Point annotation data
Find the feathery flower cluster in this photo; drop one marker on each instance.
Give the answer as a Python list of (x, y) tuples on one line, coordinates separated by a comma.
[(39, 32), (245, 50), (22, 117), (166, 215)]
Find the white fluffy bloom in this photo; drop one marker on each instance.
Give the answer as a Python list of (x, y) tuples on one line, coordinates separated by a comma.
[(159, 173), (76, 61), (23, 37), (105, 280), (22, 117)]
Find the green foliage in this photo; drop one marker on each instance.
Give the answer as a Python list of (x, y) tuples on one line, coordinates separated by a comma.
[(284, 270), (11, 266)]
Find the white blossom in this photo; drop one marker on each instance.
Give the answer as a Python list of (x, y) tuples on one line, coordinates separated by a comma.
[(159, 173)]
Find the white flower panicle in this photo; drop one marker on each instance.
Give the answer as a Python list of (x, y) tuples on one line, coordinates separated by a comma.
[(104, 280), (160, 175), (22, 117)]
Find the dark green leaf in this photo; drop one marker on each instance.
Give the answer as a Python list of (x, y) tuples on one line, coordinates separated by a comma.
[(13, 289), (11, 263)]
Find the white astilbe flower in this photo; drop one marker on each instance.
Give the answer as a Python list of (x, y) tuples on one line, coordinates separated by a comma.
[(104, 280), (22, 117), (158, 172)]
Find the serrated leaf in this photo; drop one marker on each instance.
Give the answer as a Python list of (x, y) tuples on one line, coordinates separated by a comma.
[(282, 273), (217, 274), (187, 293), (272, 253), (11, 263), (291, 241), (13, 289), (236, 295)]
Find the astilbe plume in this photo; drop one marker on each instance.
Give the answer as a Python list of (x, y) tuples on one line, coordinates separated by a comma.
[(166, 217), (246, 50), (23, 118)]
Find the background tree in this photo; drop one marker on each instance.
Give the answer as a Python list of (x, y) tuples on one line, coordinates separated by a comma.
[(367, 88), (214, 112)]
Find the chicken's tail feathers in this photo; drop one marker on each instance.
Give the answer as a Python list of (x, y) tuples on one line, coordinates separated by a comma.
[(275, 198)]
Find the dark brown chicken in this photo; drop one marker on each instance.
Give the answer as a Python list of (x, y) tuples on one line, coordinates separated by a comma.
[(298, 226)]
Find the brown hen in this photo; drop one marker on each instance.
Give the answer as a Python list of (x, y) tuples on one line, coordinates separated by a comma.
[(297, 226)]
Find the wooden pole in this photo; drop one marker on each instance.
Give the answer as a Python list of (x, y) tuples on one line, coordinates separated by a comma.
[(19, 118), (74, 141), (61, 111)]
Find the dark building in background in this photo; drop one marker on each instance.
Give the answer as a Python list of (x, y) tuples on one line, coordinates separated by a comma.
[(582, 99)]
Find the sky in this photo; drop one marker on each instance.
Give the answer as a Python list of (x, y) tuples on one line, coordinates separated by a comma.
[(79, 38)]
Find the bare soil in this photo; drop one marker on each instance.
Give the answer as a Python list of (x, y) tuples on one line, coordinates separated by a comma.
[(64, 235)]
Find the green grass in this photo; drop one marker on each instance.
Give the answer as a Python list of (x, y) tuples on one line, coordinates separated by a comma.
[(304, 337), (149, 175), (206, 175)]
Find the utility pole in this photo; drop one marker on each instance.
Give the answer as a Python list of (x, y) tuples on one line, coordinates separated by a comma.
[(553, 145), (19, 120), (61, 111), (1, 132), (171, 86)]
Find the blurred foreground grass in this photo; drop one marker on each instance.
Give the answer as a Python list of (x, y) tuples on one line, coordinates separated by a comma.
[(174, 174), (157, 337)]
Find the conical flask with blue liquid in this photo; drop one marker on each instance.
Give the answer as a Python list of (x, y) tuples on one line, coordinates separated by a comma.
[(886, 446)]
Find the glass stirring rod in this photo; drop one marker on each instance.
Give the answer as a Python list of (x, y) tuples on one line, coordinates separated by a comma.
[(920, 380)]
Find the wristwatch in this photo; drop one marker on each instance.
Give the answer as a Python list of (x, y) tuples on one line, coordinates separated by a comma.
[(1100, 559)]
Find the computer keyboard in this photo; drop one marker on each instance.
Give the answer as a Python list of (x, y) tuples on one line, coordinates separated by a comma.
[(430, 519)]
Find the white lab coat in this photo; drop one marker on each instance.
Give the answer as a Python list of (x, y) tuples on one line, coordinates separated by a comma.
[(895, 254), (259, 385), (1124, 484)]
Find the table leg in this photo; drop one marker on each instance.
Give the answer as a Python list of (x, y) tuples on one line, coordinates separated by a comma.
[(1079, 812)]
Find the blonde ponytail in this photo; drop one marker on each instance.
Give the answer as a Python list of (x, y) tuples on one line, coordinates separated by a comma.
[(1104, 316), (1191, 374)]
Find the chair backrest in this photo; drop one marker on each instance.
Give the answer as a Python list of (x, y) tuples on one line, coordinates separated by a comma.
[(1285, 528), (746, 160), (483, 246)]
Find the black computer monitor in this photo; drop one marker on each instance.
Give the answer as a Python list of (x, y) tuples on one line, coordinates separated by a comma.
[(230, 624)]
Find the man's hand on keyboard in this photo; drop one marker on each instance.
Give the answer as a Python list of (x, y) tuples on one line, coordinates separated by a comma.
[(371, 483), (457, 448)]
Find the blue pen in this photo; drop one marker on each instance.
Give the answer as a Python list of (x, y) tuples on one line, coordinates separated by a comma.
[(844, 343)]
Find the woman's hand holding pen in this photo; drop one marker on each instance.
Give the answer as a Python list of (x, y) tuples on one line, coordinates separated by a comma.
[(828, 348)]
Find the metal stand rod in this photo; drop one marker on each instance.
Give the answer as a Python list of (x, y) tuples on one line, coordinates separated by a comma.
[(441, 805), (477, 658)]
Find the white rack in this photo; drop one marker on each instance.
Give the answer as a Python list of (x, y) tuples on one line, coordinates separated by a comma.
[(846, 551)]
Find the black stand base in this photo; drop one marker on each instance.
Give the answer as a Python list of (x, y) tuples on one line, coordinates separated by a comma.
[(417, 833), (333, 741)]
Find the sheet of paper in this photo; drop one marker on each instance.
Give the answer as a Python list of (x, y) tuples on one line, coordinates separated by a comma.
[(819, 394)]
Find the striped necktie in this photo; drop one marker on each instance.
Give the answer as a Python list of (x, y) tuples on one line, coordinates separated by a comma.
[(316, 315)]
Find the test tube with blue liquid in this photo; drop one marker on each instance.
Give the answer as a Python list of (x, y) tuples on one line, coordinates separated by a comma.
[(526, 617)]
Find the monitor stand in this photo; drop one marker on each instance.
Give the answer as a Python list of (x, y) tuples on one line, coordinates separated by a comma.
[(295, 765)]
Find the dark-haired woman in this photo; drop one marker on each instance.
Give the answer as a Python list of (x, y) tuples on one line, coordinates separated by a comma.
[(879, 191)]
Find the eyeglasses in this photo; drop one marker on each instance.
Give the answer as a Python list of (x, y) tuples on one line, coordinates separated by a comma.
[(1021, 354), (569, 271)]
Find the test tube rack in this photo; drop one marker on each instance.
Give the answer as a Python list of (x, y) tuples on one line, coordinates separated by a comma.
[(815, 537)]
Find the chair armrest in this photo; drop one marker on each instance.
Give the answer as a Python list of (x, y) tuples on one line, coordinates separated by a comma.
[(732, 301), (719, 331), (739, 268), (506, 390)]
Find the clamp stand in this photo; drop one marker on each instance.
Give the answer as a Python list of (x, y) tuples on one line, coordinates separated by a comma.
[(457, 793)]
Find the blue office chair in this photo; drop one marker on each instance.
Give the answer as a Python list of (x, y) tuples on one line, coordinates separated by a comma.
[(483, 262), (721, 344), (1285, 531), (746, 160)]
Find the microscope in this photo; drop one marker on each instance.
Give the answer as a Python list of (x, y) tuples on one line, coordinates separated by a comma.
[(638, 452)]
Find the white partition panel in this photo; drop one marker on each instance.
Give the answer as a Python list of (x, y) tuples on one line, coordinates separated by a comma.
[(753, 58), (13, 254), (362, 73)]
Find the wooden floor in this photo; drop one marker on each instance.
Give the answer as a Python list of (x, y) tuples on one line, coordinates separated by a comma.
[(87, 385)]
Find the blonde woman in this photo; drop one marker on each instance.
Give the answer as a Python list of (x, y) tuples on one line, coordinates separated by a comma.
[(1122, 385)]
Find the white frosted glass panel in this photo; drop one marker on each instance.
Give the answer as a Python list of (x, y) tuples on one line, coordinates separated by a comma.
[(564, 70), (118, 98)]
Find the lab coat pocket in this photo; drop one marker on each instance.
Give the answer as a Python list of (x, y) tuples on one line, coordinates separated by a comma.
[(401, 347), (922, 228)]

▸ **Problem description**
Recast the listing from the line with "Find the white partition" through the line with "[(87, 385)]" as a two-column CSV headed instruction and points. Give one row for each instruction with its answer, put each value in its own quoted field, and replace line breaks with spaces.

▸ **Answer to this problem**
instruction,points
"Find the white partition panel in this photo; drop one marker on each instance. Give the answer as a Python list of (x, y) tuples on one line, coordinates separated by a comma.","[(753, 58), (13, 254), (362, 73)]"
"Find the wooden floor in this photo; drop one marker on each instance. Give the answer as a Python list of (x, y) tuples on one line, coordinates separated by a comma.","[(87, 385)]"